START Page excerpt

In the darkest hour of this campaign Grant had told the Government at Washington that he would "fight it out on that line if it took all the summer." It was, however, on another line that the issue was being fought out and decided against the Confederacy. From Chattanooga Sherman moved on Atlanta, the capital of Georgia. Joseph Johnstone disputed every step of the advance, making it as costly as possible, but wisely refused to risk his numerically inferior army in a general engagement. He fell back slowly, making a stand here and there, till the Northern general stood before Atlanta.

It was at this moment that the leaders of the Confederacy would have acted wisely in proposing terms of peace. Their armies were still in being, and could even boast conspicuous and recent successes. If the war went on it would probably be many months before the end came, while the North was bitterly weary of the slaughter and would not tolerate the refusal of reasonable settlement. Yet, if the war went on, the end could no longer be in doubt. Had that golden moment been seized, the seceding States might have re-entered the Union almost on their own terms. Certainly they could have avoided the abasement and humiliation which was to come upon them as the consequence of continuing their resistance till surrender had to be unconditional. It might seem at first that Emancipation Proclamation had introduced an additional obstacle to accommodation. But this was largely neutralized by the fact that every one, including Jefferson Davis himself, recognized that Slavery had been effectively destroyed by the war and could never be revived, even were the South victorious. The acceptance by the Confederacy of a policy suggested by Lee, whereby Negroes were to be enlisted as soldiers and freed on enlistment, clinched this finally. On the other hand, Lincoln let it be clearly understood that if the Union could be restored by consent he was prepared to advocate the compensation of Southern owners for the loss of their slaves. The blame for the failure to take advantage of this moment must rest mainly on Davis. It was he who refused to listen to any terms save the recognition of Southern independence; and this attitude doomed the tentative negotiations entered into at Hampton Roads to failure.

Meanwhile, in the North, Lincoln was chosen President for a second term. At one time his chances had looked gloomy enough. The Democratic Party had astutely chosen General McClellan as its candidate. His personal popularity with the troops, and the suggestion that he was an honest soldier ill-used by civilian politicians, might well gain him much support in the armies, for whose voting special provision had been made, while among the civil population he might expect the support of all who, for one reason or another, were discontented with the Government. At the same time the extreme Anti-Slavery wing of the Republican Party, alienated by the diplomacy of the President in dealing with the Border States, and by the moderation of his views concerning the Negro and his future, put forward another displaced general, Frémont. But in the end circumstances and the confidence which his statesmanship had created combined to give Lincoln something like a walk-over. The Democratic Party got into the hands of the "Copperheads" at the very moment when facts were giving the lie to the "Copperhead" thesis. Its platform described the course of the war as "four years of failure," and its issue as hopeless, while before the voting began even a layman could see that the Confederacy was, from the military point of view, on its last legs. The War Democrats joined hands with the Republicans, and the alliance was sealed by the selection of Andrew Johnson, a Jacksonian Democrat from Tennessee, as candidate for the Vice-Presidency. The Radical Republicans began to discover how strong a hold Lincoln had gained on the public mind in the North, and to see that by pressing their candidate they would only expose the weakness of their faction. Frémont was withdrawn and McClellan easily defeated. A curious error has been constantly repeated in print in this country to the effect that Lincoln was saved only by the votes of the army. There is no shadow of foundation for this statement. The proportion of his supporters among the soldiers was not much greater than among the civil population. But in both it was overwhelming.

END Page excerpt

Task to complete:
Answer these from the Civil War passage:
(a) From which city did Sherman move on Atlanta?
(b) Where were the tentative negotiations held that Davis's attitude doomed to failure?
(c) Who was selected as candidate for the Vice-Presidency?

START Extracted records

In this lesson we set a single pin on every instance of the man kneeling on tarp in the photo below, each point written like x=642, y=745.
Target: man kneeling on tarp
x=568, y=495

END Extracted records
START Extracted records

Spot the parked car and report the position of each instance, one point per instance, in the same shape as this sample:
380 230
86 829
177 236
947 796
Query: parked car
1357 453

END Extracted records
START Extracted records

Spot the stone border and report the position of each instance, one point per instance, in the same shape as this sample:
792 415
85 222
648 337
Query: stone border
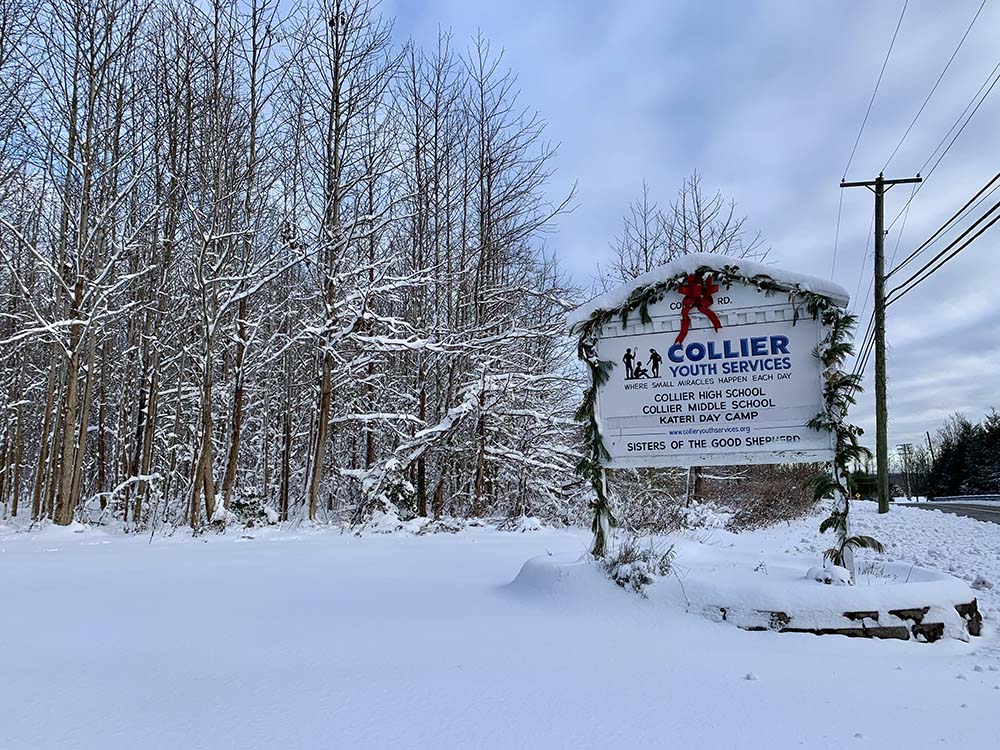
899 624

END Extracted records

Correct result:
(a) Chattanooga
(b) Hampton Roads
(c) Andrew Johnson, a Jacksonian Democrat from Tennessee